── Information given
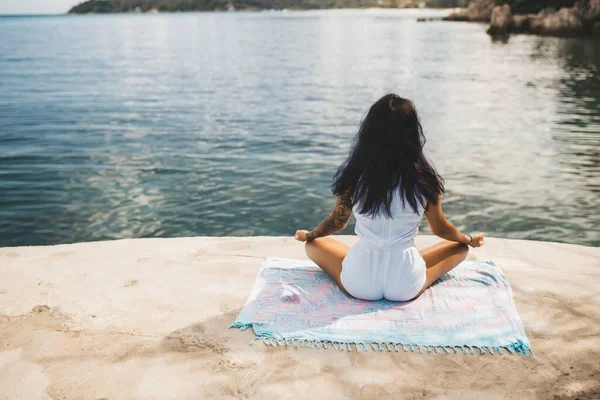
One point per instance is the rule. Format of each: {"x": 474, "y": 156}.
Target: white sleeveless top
{"x": 403, "y": 227}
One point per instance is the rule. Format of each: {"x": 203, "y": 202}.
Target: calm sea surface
{"x": 125, "y": 126}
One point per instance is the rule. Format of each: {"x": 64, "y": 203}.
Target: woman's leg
{"x": 328, "y": 254}
{"x": 440, "y": 259}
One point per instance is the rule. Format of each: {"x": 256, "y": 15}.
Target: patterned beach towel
{"x": 294, "y": 303}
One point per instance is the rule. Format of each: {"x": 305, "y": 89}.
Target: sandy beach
{"x": 148, "y": 319}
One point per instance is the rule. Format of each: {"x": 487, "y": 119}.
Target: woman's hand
{"x": 301, "y": 236}
{"x": 477, "y": 240}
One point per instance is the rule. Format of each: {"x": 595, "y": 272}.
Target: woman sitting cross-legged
{"x": 389, "y": 185}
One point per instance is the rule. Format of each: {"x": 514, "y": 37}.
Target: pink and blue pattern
{"x": 295, "y": 303}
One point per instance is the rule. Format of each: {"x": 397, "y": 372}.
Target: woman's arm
{"x": 443, "y": 228}
{"x": 336, "y": 221}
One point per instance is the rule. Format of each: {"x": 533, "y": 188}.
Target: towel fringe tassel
{"x": 517, "y": 347}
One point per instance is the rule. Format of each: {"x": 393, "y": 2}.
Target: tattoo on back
{"x": 336, "y": 221}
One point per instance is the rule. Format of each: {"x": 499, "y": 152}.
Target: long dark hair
{"x": 387, "y": 155}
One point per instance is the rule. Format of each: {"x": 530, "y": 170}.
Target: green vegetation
{"x": 116, "y": 6}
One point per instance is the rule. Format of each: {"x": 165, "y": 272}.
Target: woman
{"x": 388, "y": 184}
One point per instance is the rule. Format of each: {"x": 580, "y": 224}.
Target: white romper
{"x": 385, "y": 263}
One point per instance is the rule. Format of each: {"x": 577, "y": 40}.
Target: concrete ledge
{"x": 148, "y": 318}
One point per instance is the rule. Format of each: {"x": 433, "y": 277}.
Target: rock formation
{"x": 580, "y": 19}
{"x": 501, "y": 20}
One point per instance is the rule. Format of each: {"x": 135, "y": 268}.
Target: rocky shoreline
{"x": 582, "y": 19}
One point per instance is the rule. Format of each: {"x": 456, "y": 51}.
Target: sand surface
{"x": 148, "y": 319}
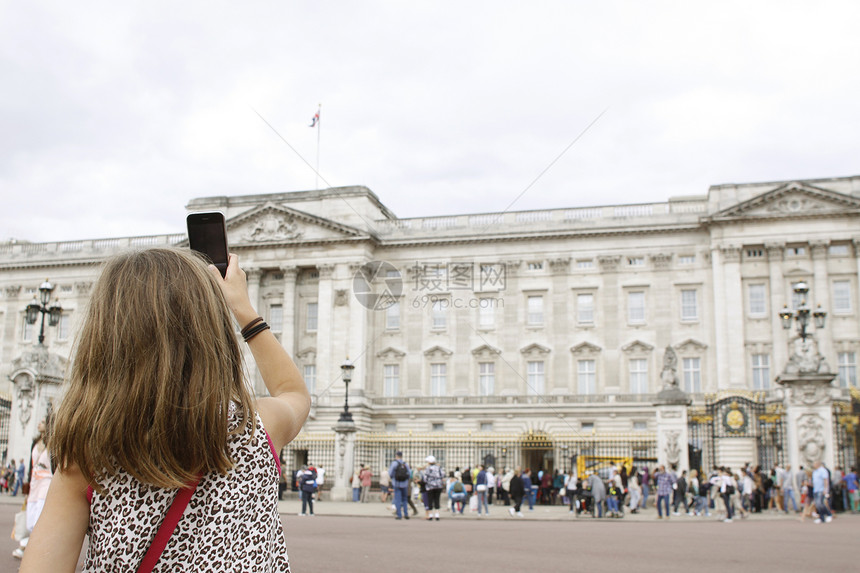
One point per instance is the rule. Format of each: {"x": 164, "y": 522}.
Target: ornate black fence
{"x": 736, "y": 414}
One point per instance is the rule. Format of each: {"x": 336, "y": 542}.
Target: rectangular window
{"x": 689, "y": 306}
{"x": 311, "y": 322}
{"x": 276, "y": 317}
{"x": 535, "y": 310}
{"x": 797, "y": 298}
{"x": 761, "y": 371}
{"x": 438, "y": 378}
{"x": 757, "y": 300}
{"x": 536, "y": 378}
{"x": 847, "y": 362}
{"x": 486, "y": 378}
{"x": 587, "y": 376}
{"x": 486, "y": 313}
{"x": 585, "y": 308}
{"x": 392, "y": 317}
{"x": 391, "y": 380}
{"x": 63, "y": 327}
{"x": 638, "y": 376}
{"x": 438, "y": 312}
{"x": 692, "y": 375}
{"x": 842, "y": 297}
{"x": 636, "y": 307}
{"x": 309, "y": 373}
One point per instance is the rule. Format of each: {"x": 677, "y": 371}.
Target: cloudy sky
{"x": 113, "y": 116}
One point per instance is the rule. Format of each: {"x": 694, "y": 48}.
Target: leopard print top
{"x": 230, "y": 524}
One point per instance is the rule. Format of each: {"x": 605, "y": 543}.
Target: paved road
{"x": 368, "y": 544}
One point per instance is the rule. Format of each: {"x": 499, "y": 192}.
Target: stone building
{"x": 539, "y": 338}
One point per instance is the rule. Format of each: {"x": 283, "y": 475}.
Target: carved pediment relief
{"x": 390, "y": 354}
{"x": 690, "y": 346}
{"x": 637, "y": 347}
{"x": 486, "y": 350}
{"x": 271, "y": 223}
{"x": 585, "y": 348}
{"x": 535, "y": 349}
{"x": 307, "y": 355}
{"x": 437, "y": 351}
{"x": 791, "y": 200}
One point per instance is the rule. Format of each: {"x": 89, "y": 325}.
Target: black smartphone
{"x": 207, "y": 234}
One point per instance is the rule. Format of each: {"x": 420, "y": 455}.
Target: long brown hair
{"x": 156, "y": 366}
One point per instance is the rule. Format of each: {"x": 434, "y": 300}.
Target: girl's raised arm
{"x": 285, "y": 412}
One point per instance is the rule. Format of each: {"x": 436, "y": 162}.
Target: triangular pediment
{"x": 485, "y": 349}
{"x": 534, "y": 349}
{"x": 437, "y": 351}
{"x": 273, "y": 224}
{"x": 637, "y": 346}
{"x": 691, "y": 345}
{"x": 306, "y": 354}
{"x": 794, "y": 199}
{"x": 389, "y": 353}
{"x": 585, "y": 348}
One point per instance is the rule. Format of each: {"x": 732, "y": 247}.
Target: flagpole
{"x": 319, "y": 128}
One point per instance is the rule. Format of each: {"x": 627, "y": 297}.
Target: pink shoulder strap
{"x": 168, "y": 526}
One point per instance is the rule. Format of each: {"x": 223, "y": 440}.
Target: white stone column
{"x": 672, "y": 436}
{"x": 820, "y": 295}
{"x": 328, "y": 365}
{"x": 357, "y": 337}
{"x": 808, "y": 403}
{"x": 253, "y": 276}
{"x": 728, "y": 317}
{"x": 344, "y": 453}
{"x": 775, "y": 254}
{"x": 735, "y": 318}
{"x": 288, "y": 332}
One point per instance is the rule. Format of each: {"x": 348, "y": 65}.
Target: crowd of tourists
{"x": 810, "y": 493}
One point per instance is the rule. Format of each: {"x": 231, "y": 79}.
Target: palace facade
{"x": 524, "y": 337}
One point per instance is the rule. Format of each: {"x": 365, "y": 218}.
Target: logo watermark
{"x": 378, "y": 285}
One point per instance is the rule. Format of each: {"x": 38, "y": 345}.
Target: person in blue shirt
{"x": 401, "y": 486}
{"x": 19, "y": 477}
{"x": 851, "y": 487}
{"x": 821, "y": 492}
{"x": 527, "y": 487}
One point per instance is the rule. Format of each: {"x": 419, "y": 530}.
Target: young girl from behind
{"x": 157, "y": 405}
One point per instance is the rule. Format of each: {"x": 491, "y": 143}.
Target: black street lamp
{"x": 41, "y": 306}
{"x": 346, "y": 370}
{"x": 802, "y": 314}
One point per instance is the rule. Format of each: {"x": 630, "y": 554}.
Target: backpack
{"x": 433, "y": 477}
{"x": 401, "y": 473}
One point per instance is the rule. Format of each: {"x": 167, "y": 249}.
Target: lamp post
{"x": 802, "y": 314}
{"x": 41, "y": 306}
{"x": 346, "y": 369}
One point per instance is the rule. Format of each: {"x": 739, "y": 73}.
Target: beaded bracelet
{"x": 251, "y": 324}
{"x": 259, "y": 327}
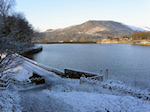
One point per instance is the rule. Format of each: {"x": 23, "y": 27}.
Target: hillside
{"x": 88, "y": 31}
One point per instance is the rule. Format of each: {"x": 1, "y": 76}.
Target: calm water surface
{"x": 128, "y": 63}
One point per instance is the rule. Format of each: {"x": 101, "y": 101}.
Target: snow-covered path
{"x": 39, "y": 101}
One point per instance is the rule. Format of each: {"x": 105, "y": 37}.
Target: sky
{"x": 54, "y": 14}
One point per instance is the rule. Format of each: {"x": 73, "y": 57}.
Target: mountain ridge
{"x": 92, "y": 30}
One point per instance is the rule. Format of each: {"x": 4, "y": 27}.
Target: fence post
{"x": 106, "y": 74}
{"x": 101, "y": 71}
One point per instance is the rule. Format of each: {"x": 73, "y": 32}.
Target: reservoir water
{"x": 128, "y": 63}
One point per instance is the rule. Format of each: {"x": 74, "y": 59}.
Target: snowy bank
{"x": 67, "y": 95}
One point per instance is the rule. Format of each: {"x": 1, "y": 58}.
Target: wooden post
{"x": 106, "y": 74}
{"x": 101, "y": 71}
────
> _Set exercise_
Tally the lines in the listing above that contain the string "pink", treating uppercase and lowercase as different, and give only that number.

> _Finished task_
2